Brief A
From the passage on node-based agents, list every example it gives of a case covered by the ∗ in a node type's signature.
Brief B
Check each statement against the passage on node-based agents: (i) each input conduit may receive at most one incoming connection; (ii) the evolutionary process begins with a set of mutated standard agents; (iii) the agents build the training set T during evolution. Answer yes or no for each and quote the words that settle it.

Source passage
========================================================================
The nodes themselves have all the same general structure, each node n of type t has at least one input or one output conduit, usually one or several of both. The conduits are typed according to which kind of data, called products (cf. Section 5.2) they communicate. The product types are organized in a class hierarchy. The input conduits are enumerated as in1, in2, . . . with types type(ini) ; the output conduits are enumerated as out1, out2, . . . with type(outj). There might be several input conduits with the same product type. Nodes have one or more output conduits for every product type that it can produce (which in course can be connected to multiple inputs). A node can generates one or more results of one or more product types.

Every node type t implements a certain functionality, which satisfies a certain signature wrt. its inputs in1, . . . , inc(t), and out1, . . . outd(t) (i.e. c(t) and d(t) are the indegrees and outdegrees of nodetype t, resp.), ft(type(in1), . . ., type(inc(t))) → (type(out1)∗, . . ., type(outd(t))∗), where the ∗ means that there might be zero, one, or more elements (e.g., if the node implements a conditional, one out of two outputs will be set, and if a node cannot do something useful with the current inputs, no output might be generated; or if a list is split, the (only) output is fed with the sequence of all its elements). From a practical point of view, the output can also bee seen as a set of elements of arbitrary product types.

Every output conduit can be connected to multiple input conduits, and every input conduit can have multiple incoming connections from output conduits.

The used product types, the concrete functionality (ft including the number of input and output conduits, and their product types) of the nodetypes depend on the application. The structure of the agent as a graph of nodes of these node types and conduits connecting compatible output and input is subject to learning. Usually, it is started with a concrete proposal of a standard agent which is then improved during the learning process. 4.2

The Evolutionary Process

The evolutionary process controls the evolution of agents in order to improve their competences. It starts with a set of mutated standard agents. Then, in an iterative process, the agents have a chance to change their configuration every time they reproduce. The basic idea from [ 2 ] is that each solution to each problem is assigned an amount of energy. An agent gets energy for correct solutions of the problems. With a growing population of agents, the energy is divided by more agents and pressures them to win more energy overall and suppresses unlimited growth in numbers. 4.2.1

Stepwise Evolution

The framework is organized as a sequence of runs. There is a fixed training set T provided by the user consisting of test pairs t = (pt, solt) consisting of a problem pt and a corresponding solution. The solutions, and often also their components, are assigned an initial energy (=value). Initial and new agents can be created from a problem-specific standard agent. Each run is done by an agent set, whose population changes by evolution. All agents have to solve the problems, and the produced solutions are evaluated. Then, for each solution (resp. solution component) it is checked to which extent the solution of an agent matches that solution component. The energy assigned to the solution components is distributed to the agents that found it.
========================================================================
Information shown
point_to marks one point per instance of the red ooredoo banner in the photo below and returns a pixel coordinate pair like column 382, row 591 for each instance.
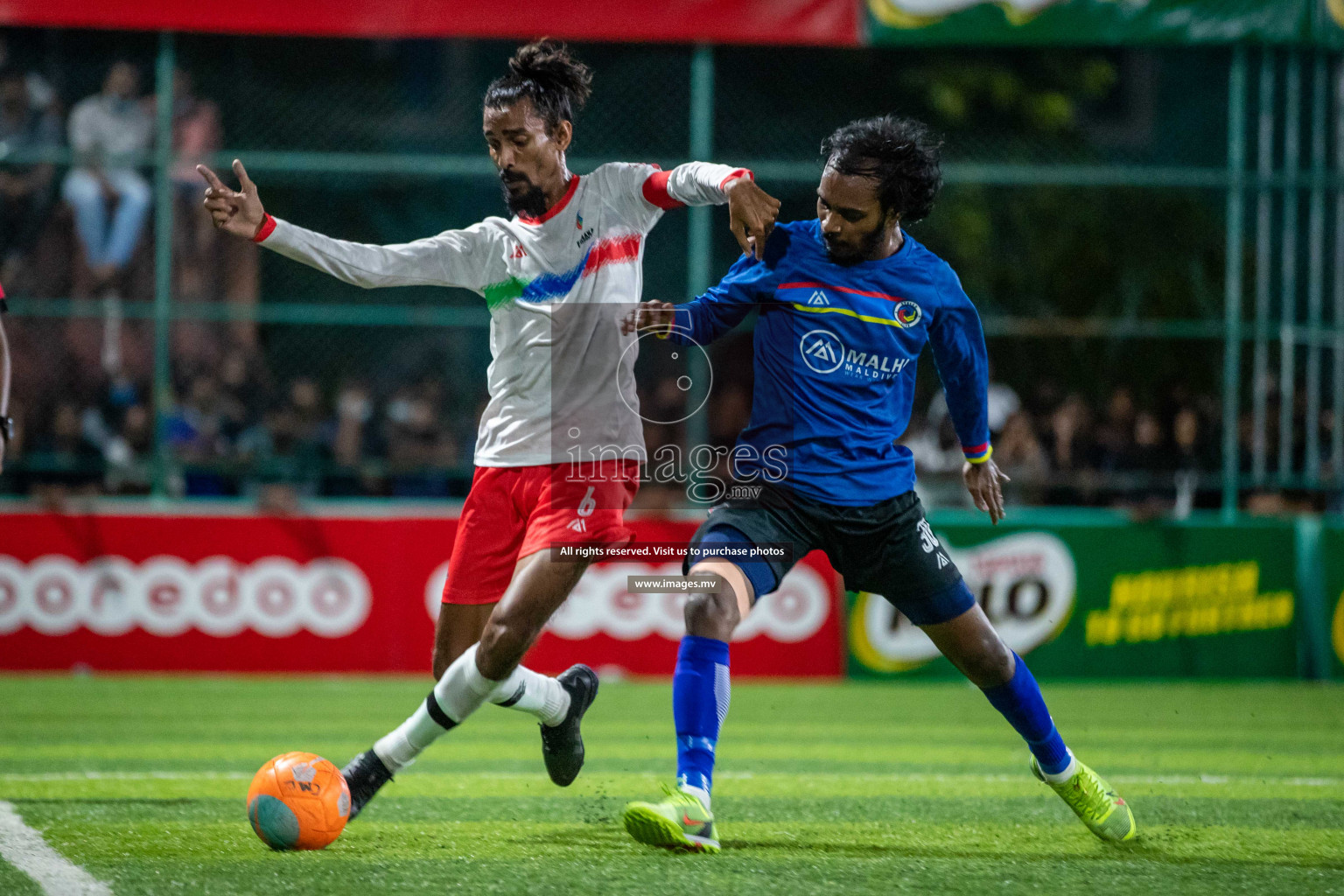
========================================================================
Answer A
1. The node implements a conditional, so one of two outputs is set.
2. The node cannot do anything useful with its current inputs, so no output may be generated.
3. A list is split, so the only output is fed with the sequence of all its elements.

Answer B
(i) No: "every input conduit can have multiple incoming connections from output conduits."
(ii) Yes: "It starts with a set of mutated standard agents."
(iii) No: "There is a fixed training set T provided by the user"